(Segmentation data)

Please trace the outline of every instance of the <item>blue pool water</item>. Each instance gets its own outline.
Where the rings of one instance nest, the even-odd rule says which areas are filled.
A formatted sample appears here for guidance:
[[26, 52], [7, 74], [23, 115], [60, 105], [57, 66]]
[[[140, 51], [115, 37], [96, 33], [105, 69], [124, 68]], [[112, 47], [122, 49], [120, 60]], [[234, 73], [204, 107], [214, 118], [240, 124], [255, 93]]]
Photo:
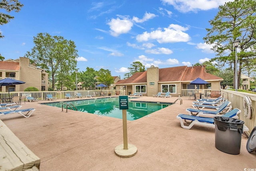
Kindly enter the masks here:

> _EXERCISE TASK_: Please reproduce the listing with every "outline" renamed to "contour", changing nothing else. Leave the pictures out of your answer.

> _THE OUTPUT_:
Please trace the contour of every instance of the <item>blue pool water</item>. Each instance gets its own contour.
Where the rings of one instance nest, the even-odd rule says which areas are filled.
A formatted sample appears here for guidance:
[[26, 52], [7, 74], [23, 115], [60, 105], [57, 66]]
[[[140, 51], [115, 37], [96, 33], [105, 69], [124, 68]], [[112, 47], [122, 49], [120, 60]], [[234, 73], [204, 107], [214, 118], [240, 124], [255, 93]]]
Photo:
Kindly enter the masks here:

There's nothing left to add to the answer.